■ **Article**

◆ ◆ ◆ ◆

Charles BERLING sur les traces de Gustave EIFFEL

UN ENTREPRENEUR HUMANISTE au coeur du XIXème siècle industriel.

pho-1981-77-3-2-portraitge-cmjn300.jpgDans son documentaire consacré à Gustave EIFFEL, Charles BERLING met en lumière une personnalité à la Jules VERNE. Il y retrace avec sensibilité la vie d’un grand ingénieur, père de la Tour dont on célèbre cette année le 120ème anniversaire. Il nous y dévoile un esprit curieux et inventif, qui a même imaginé un “pont sous la Manche” et un projet de métropolitain dix ans avant sa réalisation effective… On découvre qu’après son retrait des affaires en 1893, il a dédié les trente dernières années de sa vie à des activités de recherches scientifi ques, inventant un nouveau type de soufflerie et devenant l’un des plus grands dans le domaine de l’aérodynamique.  

> La génèse du documentaire

Le film est né de la rencontre entre Virginie COUPÉRIE-EIFFEL et Charles BERLING. Ce dernier explique : “À travers ce qui se disait dans la famille de Virginie, j’entendais parler d’un Gustave EIFFEL que je connaissais très peu. Découvrant une vie extrêmement passionnante, j’ai pensé que ce prisme familial était beaucoup plus intéressant que le regard un peu trop sacralisé que l’on peut en avoir aujourd’hui et qui tue tout ce qu’il y a de vivant et d’exemplaire dans ce grand destin”.
Ayant déjà interprété des personnages historiques comme Jean MOULIN ou comme dernièrement BADINTER, Charles BERLING continue : “dans mon métier d’acteur, lorsque j’incarne un personnage célèbre, je cherche toujours à comprendre l’homme qu’il était avant d’être un «Grand Homme»… Car qu’est-ce qu’un «Grand Homme» si ce n’est d’abord un homme qui a eu à un moment donné du courage et certaines audaces. Ayant envie de passer à la réalisation depuis un moment, c’était pour moi l’occasion idéale de le faire”.

> Une enfance décisive

Alexandre Gustave BONICKHAUSEN, dit EIFFEL, est né en 1832 à Dijon. Homme de la seconde moitié du XIXe siècle, il est le reflet des contradictions de son époque et de son milieu bourgeois socialement conservateur. Charles BERLING détaille : «C’est cette dimension politique qui m’a intéressé. La France de l’époque était divisée en deux. Il y avait d’un côté les bonapartistes et de l’autre les républicains. Le jeune Gustave a grandi entouré d’un père ancien officier bonapartiste, et d’une mère, femme d’affaires autoritaire et entreprenante, qui dirigeait à Dijon un négoce de charbon et s’est constitué une solide fortune personnelle.”
Mais l’influence décisive sera celle de son oncle Jean-Baptiste MOLLERAT, industriel reconnu dans les peintures chimiques et surtout républicain convaincu. Charles BERLING reprend : “Très vite et contre l’avis de son père, le jeune EIFFEL va se situer dans une perspective progressiste, du côté de son oncle MOLLERAT et des républicains qui ont compris que le prolétariat ne pouvait pas être une masse simplement exploitable mais qu’il devait être associé au progrès. Étudiant à Paris, il entre à l’École Centrale et choisit de se spécialiser en chimie, dans l’espoir de succéder à son oncle, mais une brouille familiale compromet ce projet. Sa mère lui conseille alors de se tourner vers la métallurgie, rendant possible la carrière que l’on sait. ”

◆ ◆ ◆ ◆

■ **Données fournies**
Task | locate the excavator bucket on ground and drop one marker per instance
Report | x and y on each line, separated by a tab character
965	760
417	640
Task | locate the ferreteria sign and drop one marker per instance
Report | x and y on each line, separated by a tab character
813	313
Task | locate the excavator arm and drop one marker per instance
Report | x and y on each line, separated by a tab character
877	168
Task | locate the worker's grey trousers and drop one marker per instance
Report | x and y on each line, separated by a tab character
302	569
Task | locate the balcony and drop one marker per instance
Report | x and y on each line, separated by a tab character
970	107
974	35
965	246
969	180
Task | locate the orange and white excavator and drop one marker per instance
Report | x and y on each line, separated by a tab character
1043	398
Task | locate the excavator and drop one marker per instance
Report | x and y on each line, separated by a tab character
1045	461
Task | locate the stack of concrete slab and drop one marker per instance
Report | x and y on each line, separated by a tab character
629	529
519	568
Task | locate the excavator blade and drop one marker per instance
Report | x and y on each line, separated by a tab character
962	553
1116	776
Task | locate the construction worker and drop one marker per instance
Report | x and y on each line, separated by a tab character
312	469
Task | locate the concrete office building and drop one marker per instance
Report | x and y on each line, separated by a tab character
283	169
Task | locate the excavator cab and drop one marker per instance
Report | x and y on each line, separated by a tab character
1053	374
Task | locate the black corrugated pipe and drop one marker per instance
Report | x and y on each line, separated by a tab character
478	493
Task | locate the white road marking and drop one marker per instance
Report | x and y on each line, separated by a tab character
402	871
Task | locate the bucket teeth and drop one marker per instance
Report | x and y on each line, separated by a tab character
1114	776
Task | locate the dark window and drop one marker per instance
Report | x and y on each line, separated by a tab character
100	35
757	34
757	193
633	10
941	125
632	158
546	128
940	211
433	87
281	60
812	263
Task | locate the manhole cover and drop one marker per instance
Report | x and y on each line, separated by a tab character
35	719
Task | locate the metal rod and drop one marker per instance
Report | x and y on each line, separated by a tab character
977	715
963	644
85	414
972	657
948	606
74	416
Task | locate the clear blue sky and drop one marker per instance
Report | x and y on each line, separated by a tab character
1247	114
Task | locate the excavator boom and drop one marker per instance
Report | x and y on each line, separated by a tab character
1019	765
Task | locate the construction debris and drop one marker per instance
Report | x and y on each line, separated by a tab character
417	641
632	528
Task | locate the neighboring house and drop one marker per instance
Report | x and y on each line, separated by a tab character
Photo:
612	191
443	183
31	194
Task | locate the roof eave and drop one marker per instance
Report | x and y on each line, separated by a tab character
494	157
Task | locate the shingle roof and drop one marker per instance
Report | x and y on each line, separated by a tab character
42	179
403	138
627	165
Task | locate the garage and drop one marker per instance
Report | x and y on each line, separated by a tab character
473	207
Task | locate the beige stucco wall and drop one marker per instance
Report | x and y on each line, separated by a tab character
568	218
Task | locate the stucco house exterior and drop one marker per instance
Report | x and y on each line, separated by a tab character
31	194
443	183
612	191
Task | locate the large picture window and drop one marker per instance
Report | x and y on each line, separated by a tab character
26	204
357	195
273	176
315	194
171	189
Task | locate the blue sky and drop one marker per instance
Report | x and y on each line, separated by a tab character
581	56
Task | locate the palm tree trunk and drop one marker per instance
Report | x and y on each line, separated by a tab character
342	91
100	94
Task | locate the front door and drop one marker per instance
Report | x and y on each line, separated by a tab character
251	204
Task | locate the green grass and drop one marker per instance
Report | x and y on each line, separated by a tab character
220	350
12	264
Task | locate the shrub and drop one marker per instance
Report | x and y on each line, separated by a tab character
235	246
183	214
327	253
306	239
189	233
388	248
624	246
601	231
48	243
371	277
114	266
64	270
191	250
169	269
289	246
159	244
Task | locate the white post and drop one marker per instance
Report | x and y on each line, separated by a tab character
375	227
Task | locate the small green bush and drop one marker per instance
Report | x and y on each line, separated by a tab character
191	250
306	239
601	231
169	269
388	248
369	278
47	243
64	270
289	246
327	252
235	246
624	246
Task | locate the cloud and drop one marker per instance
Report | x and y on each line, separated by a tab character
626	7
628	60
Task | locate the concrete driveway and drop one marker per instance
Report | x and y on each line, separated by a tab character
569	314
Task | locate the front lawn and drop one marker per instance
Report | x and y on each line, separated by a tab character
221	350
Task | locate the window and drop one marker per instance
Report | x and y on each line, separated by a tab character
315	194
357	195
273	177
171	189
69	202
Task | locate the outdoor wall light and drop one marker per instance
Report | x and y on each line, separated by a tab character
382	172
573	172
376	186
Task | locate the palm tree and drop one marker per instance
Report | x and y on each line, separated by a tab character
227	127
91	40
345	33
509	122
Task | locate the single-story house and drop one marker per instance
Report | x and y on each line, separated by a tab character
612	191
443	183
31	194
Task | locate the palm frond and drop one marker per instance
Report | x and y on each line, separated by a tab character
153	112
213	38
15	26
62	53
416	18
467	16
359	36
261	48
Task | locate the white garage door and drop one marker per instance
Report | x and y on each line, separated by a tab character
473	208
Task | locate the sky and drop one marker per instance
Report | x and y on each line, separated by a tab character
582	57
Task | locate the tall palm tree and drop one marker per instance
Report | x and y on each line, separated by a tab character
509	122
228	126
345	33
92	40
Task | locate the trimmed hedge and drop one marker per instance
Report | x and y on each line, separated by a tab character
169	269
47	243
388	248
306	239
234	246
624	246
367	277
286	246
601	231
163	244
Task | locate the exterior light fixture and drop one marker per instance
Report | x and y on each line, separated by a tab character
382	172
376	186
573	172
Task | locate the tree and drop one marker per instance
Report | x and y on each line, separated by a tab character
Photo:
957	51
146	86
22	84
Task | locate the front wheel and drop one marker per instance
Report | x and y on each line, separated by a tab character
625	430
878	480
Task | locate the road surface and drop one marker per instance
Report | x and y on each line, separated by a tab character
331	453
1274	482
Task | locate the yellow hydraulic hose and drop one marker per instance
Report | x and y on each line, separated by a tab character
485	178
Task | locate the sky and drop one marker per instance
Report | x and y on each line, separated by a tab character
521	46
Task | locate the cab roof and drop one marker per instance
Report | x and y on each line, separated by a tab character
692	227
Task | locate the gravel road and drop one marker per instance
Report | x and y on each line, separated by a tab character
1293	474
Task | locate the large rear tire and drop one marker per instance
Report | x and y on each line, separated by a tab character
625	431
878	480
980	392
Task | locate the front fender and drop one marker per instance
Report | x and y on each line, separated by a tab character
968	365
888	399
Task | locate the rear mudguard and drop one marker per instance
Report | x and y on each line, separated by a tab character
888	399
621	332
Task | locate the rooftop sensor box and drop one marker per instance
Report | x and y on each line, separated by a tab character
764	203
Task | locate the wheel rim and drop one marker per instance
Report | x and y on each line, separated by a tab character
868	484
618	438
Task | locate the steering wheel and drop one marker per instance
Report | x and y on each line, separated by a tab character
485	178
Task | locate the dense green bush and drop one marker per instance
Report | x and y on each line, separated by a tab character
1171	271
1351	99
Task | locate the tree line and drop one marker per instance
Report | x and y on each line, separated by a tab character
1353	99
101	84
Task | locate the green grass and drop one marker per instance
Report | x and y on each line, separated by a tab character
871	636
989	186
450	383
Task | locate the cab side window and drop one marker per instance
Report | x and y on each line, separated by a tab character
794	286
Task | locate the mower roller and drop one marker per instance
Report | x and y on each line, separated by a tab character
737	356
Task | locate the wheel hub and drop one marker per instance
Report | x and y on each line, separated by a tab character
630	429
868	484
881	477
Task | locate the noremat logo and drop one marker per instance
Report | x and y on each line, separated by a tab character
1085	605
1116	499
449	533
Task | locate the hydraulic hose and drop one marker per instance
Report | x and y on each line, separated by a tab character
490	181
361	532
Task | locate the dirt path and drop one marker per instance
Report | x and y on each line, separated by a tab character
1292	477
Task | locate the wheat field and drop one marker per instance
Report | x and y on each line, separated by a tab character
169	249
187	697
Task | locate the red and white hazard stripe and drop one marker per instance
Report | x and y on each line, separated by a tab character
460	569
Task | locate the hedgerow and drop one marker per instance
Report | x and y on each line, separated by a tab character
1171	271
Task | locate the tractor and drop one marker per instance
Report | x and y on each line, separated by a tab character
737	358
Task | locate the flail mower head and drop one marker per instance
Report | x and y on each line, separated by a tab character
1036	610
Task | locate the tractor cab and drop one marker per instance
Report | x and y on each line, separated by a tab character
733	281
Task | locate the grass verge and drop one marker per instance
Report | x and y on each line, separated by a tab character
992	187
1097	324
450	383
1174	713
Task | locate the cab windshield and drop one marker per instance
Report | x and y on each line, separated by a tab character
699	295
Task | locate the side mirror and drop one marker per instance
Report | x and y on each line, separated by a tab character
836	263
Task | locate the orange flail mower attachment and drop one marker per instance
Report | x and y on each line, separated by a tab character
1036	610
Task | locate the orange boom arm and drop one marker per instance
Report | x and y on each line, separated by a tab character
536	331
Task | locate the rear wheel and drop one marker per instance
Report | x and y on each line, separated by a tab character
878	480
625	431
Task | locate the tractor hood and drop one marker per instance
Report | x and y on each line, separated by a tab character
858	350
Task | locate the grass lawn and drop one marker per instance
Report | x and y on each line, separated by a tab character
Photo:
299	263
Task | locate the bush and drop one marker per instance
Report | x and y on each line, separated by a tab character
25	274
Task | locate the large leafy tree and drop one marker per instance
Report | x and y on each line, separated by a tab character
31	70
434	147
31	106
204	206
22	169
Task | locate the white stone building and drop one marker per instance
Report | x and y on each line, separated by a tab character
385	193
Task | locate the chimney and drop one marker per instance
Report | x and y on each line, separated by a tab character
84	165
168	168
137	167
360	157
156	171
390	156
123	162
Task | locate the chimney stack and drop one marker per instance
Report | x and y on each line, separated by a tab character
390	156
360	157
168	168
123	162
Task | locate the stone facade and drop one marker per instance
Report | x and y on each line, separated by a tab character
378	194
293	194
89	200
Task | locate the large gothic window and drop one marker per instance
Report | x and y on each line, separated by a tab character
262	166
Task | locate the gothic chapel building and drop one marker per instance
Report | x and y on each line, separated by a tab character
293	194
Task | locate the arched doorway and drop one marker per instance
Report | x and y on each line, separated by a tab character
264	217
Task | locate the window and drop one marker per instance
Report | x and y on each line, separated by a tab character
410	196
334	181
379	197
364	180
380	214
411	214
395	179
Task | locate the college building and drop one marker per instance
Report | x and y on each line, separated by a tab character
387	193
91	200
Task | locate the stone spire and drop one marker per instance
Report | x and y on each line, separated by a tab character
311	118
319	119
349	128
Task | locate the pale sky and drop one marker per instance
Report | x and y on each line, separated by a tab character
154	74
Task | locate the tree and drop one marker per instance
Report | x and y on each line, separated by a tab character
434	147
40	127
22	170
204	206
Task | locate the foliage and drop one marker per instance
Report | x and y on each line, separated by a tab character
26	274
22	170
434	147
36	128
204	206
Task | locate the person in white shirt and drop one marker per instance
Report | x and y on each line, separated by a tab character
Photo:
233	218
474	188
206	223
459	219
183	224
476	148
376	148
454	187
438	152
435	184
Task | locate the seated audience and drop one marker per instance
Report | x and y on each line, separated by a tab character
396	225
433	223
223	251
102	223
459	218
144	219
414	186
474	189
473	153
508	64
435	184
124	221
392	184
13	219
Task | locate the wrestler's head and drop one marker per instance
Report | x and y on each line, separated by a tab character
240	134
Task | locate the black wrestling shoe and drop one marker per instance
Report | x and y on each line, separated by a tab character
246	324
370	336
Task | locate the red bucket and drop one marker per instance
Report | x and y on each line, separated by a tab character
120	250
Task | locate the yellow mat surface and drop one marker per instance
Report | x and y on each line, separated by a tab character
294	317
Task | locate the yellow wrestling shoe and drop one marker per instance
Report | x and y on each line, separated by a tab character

◆ ◆ ◆ ◆

■ **Problème à résoudre**
Recopiez fidèlement le passage de l'article allant de « UN ENTREPRENEUR HUMANISTE » à « domaine de l’aérodynamique. ». Le matériel qui précède est indépendant de l'article.

■ **Résultat attendu**
UN ENTREPRENEUR HUMANISTE au coeur du XIXème siècle industriel.

pho-1981-77-3-2-portraitge-cmjn300.jpgDans son documentaire consacré à Gustave EIFFEL, Charles BERLING met en lumière une personnalité à la Jules VERNE. Il y retrace avec sensibilité la vie d’un grand ingénieur, père de la Tour dont on célèbre cette année le 120ème anniversaire. Il nous y dévoile un esprit curieux et inventif, qui a même imaginé un “pont sous la Manche” et un projet de métropolitain dix ans avant sa réalisation effective… On découvre qu’après son retrait des affaires en 1893, il a dédié les trente dernières années de sa vie à des activités de recherches scientifi ques, inventant un nouveau type de soufflerie et devenant l’un des plus grands dans le domaine de l’aérodynamique.